Records contained in a dataset:
○ ○ ○ ○ ○
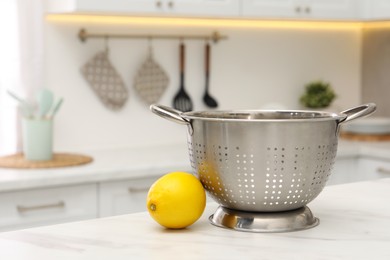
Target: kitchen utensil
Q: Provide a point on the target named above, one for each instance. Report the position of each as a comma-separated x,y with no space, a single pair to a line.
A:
181,100
26,108
105,81
262,160
56,108
151,80
207,98
45,102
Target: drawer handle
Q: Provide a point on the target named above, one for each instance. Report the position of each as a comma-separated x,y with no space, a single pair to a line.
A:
23,209
383,170
131,190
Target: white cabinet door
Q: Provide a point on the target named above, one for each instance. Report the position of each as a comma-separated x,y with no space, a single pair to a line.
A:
344,171
223,8
369,169
301,9
123,197
29,208
333,9
104,6
379,9
270,8
148,7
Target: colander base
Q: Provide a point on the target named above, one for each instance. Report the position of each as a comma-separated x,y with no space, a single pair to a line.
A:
264,222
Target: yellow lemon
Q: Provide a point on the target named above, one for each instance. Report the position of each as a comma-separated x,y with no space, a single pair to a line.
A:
176,200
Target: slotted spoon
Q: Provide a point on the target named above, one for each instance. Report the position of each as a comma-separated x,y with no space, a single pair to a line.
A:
207,98
182,101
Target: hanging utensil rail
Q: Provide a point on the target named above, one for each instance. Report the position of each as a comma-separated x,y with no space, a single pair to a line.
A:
215,36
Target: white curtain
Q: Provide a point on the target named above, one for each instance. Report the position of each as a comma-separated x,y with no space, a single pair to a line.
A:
21,63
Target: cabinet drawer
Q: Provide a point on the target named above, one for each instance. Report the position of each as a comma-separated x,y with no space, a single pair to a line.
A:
29,208
123,197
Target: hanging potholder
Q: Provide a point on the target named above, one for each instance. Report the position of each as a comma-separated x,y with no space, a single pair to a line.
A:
105,81
151,81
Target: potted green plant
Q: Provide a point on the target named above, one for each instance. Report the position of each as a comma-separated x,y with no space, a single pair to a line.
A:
318,94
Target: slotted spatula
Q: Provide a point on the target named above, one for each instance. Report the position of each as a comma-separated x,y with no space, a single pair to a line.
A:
182,101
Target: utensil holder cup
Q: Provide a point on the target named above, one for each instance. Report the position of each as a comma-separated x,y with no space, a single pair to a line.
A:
37,139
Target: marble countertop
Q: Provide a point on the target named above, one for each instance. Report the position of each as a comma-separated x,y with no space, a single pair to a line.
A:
116,164
354,224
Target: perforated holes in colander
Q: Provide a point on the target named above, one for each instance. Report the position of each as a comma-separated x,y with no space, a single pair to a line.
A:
245,177
275,170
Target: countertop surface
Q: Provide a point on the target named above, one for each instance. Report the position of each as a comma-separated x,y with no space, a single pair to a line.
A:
116,164
354,224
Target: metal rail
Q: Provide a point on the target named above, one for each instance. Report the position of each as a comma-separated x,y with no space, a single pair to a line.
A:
215,36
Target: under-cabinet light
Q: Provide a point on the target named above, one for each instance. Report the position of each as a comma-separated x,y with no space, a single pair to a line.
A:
203,22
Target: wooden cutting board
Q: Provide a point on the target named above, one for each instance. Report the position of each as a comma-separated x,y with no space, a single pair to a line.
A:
59,160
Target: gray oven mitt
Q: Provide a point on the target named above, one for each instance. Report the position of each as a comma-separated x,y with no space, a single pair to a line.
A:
105,81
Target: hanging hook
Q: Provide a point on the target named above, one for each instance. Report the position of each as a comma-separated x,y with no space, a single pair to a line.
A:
150,47
106,49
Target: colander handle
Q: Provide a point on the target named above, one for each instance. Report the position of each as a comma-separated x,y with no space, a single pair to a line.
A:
360,111
169,113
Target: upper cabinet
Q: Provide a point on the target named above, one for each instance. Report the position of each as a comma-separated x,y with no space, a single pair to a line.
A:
258,9
209,8
379,9
302,9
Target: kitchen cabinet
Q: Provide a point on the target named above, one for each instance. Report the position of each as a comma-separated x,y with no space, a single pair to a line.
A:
370,168
213,8
125,196
35,207
344,171
301,9
356,169
378,9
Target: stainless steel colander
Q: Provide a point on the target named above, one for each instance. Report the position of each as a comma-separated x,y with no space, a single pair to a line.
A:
262,160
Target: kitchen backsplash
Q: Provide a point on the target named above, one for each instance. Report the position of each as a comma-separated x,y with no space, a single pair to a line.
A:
255,68
375,69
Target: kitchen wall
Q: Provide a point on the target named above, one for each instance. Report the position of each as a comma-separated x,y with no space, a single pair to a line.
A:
375,69
254,68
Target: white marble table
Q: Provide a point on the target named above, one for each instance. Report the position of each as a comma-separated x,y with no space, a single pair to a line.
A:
355,224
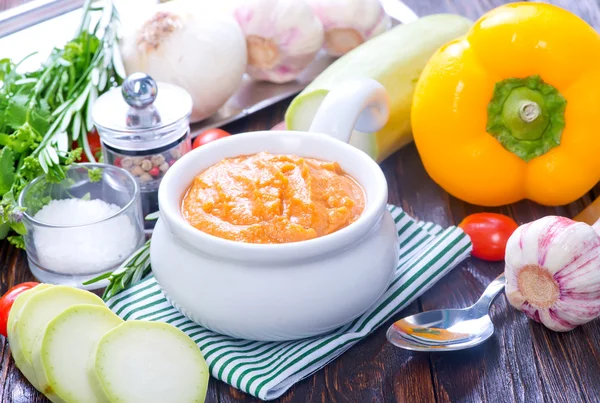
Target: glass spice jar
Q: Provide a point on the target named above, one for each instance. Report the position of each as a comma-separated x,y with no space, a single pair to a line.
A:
144,128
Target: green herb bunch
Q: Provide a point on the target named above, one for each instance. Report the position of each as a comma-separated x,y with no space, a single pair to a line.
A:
45,115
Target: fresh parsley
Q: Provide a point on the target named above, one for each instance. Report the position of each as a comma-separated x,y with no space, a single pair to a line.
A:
45,112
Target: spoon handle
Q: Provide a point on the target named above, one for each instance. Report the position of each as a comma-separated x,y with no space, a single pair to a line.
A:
491,292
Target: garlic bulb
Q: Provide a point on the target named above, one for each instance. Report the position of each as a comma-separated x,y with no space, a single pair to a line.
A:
349,23
282,36
553,272
198,48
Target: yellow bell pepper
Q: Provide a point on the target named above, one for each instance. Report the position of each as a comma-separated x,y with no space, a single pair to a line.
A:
512,109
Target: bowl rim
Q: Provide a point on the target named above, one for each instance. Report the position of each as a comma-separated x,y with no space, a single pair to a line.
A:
90,165
170,211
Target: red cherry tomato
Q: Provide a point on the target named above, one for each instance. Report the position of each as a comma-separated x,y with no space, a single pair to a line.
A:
208,136
8,299
95,146
489,234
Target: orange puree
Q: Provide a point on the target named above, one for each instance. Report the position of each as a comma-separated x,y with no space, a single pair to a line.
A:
266,198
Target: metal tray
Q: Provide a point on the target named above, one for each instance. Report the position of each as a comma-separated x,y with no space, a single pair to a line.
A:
43,24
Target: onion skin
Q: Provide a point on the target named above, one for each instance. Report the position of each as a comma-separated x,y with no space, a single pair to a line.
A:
200,49
553,272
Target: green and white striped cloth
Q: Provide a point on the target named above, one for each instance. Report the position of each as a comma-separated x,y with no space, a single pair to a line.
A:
267,369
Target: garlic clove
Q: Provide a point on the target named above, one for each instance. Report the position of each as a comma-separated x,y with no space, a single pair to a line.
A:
349,23
282,37
553,272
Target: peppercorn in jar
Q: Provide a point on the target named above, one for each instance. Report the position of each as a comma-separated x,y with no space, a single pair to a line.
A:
144,128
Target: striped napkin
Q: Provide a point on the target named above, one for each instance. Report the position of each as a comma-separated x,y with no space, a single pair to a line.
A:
267,369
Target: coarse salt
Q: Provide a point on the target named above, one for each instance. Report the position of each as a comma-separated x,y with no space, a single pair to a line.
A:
83,249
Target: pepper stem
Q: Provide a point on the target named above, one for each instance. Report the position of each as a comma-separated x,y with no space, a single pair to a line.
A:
538,286
526,115
529,111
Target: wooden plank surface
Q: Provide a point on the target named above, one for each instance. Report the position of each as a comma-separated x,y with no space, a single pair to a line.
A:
523,362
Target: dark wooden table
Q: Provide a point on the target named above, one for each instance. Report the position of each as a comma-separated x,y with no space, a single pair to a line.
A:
522,362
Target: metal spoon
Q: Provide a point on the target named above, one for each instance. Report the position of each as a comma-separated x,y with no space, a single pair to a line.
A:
448,329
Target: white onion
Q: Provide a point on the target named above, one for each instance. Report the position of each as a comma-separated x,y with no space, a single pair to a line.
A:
200,49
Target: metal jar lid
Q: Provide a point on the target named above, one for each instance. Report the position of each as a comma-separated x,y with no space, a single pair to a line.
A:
142,114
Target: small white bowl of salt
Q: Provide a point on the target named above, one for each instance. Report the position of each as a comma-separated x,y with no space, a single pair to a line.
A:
83,226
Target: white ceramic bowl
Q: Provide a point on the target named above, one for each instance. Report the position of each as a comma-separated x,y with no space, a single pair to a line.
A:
○ ○ ○ ○ ○
* [TO BE DONE]
Print the line containing "Target: dark wooden table" and every line after it to the end of the records above, exactly as written, and nothing else.

* [SOLUTION]
Target: dark wooden table
Q: Provide a point on the target named above, one for each instance. Report the position of each as a comma-separated x,y with no space, a single pair to a line.
A:
522,362
Target: metal spoon
Q: Provide a point on the target named above, one for each instance. Report the position of each as a comma-separated x,y with no space, a single pair to a line.
A:
448,329
Target: white onion
Q: Provide a point on the target named above, one for each instance. Report the position of each as a comma-separated x,y with no space, a single pair to a line.
A:
200,49
Target: metal jar lid
Q: Provide a point on the target named above, one for each instance. Report the position of each as a comma-separated x,y with no space, a single pair to a line.
A:
142,114
Target: small white bowl of salt
Q: Provide a point on the target named above, one for each instance. Report the position of each as a comma-separated x,y with no space, a single pair to a line.
A:
83,226
Target: white ceramic bowl
Q: Provide a point on the target named above, one for each instance. Report the position of each as a comma-separated x,y with no space, a single pair to a line.
A:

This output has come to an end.